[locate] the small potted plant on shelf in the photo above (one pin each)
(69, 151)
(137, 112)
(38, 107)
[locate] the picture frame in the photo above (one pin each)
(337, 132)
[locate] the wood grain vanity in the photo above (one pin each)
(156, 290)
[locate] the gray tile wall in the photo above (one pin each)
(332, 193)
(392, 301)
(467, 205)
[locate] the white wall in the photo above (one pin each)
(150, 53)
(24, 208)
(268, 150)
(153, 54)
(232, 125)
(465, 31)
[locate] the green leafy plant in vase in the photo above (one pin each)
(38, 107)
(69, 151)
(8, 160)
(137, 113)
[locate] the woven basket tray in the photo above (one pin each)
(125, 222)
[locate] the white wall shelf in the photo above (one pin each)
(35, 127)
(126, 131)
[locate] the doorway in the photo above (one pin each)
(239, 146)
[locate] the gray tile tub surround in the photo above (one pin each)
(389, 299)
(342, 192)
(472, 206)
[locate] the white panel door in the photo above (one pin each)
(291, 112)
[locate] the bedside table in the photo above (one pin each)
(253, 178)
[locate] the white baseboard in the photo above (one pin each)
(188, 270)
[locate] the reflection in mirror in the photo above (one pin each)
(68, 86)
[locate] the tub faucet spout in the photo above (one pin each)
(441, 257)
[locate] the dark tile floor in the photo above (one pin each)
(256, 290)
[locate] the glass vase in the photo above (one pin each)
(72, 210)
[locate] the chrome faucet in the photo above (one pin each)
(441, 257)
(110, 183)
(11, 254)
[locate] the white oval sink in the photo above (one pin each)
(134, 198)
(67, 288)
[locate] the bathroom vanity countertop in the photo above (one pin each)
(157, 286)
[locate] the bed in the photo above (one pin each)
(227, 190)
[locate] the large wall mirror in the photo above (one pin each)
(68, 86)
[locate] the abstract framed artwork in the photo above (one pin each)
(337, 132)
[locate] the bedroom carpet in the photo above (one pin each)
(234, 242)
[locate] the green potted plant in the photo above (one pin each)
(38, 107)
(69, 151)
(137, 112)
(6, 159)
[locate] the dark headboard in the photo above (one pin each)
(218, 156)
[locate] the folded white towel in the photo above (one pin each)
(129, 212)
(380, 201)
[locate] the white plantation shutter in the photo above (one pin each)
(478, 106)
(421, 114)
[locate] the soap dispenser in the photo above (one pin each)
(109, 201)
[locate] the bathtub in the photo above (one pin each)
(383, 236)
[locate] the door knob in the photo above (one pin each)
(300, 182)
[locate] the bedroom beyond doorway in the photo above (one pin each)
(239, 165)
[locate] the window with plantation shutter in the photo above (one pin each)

**PROBLEM DETAILS:** This exercise calls for an exact reproduction of the material.

**YOUR RESPONSE:**
[locate] the small potted plant on shelf in the photo above (one pin each)
(69, 151)
(137, 112)
(38, 107)
[locate] the picture frame in the photo above (one pin each)
(337, 132)
[locate] the wood grain vanity in the photo above (one pin each)
(156, 290)
[locate] the gray tile wall in the photo above (one pin each)
(332, 193)
(392, 301)
(467, 205)
[locate] the white wall in the photo above (one pin each)
(150, 53)
(24, 208)
(268, 150)
(153, 54)
(232, 125)
(465, 31)
[locate] the green leafy plant in vase in the photo above (one pin each)
(38, 107)
(69, 151)
(8, 160)
(137, 113)
[locate] the woven basket tray in the photo above (one pin each)
(125, 222)
[locate] the white wall shelf in the photo above (one pin each)
(35, 127)
(126, 131)
[locate] the doorway in the photo above (one pin each)
(239, 146)
[locate] the gray tile tub surround in the photo above (one pin each)
(389, 299)
(342, 192)
(472, 206)
[locate] the white panel door in the photo above (one pin each)
(291, 112)
[locate] the bedside table in the photo above (one pin each)
(253, 178)
[locate] the white baseboard in the photo above (one pin each)
(188, 270)
[locate] the reflection in mirror in the photo above (one pin each)
(68, 86)
[locate] the tub faucet spout in the photo above (one pin each)
(441, 257)
[locate] the dark tile floor in the photo above (one pin each)
(256, 290)
[locate] the glass vase in the photo above (one pin each)
(72, 210)
[locate] the chrome faucet in the photo above (one pin each)
(441, 257)
(110, 183)
(11, 254)
[locate] the white oval sink in the photo above (one pin each)
(134, 198)
(67, 288)
[locate] the bathroom vanity countertop in the photo above (one pin each)
(157, 286)
[locate] the bed in the photo above (one pin each)
(227, 190)
[locate] the large wall mirror in the photo above (one pin each)
(68, 86)
[locate] the abstract framed artwork in the photo above (one pin each)
(337, 132)
[locate] the bedroom carpet in the photo above (one pin each)
(234, 242)
[locate] the green potted plant in the photo above (one pin each)
(38, 107)
(69, 151)
(137, 112)
(6, 159)
[locate] the dark headboard in the photo above (one pin each)
(218, 156)
[locate] the folded white towel in the photo above (one pin each)
(129, 212)
(380, 201)
[locate] the white plantation shutter in the photo above (one pin each)
(478, 106)
(421, 114)
[locate] the soap dispenser in the photo above (one pin each)
(109, 201)
[locate] the bathtub in the photo above (one pin each)
(383, 236)
[locate] the door knob in the photo above (one pin each)
(300, 182)
[locate] the bedroom beyond doorway in the photo above (one pin each)
(239, 165)
[locate] the window with plantation shutter in the photo above (one pin each)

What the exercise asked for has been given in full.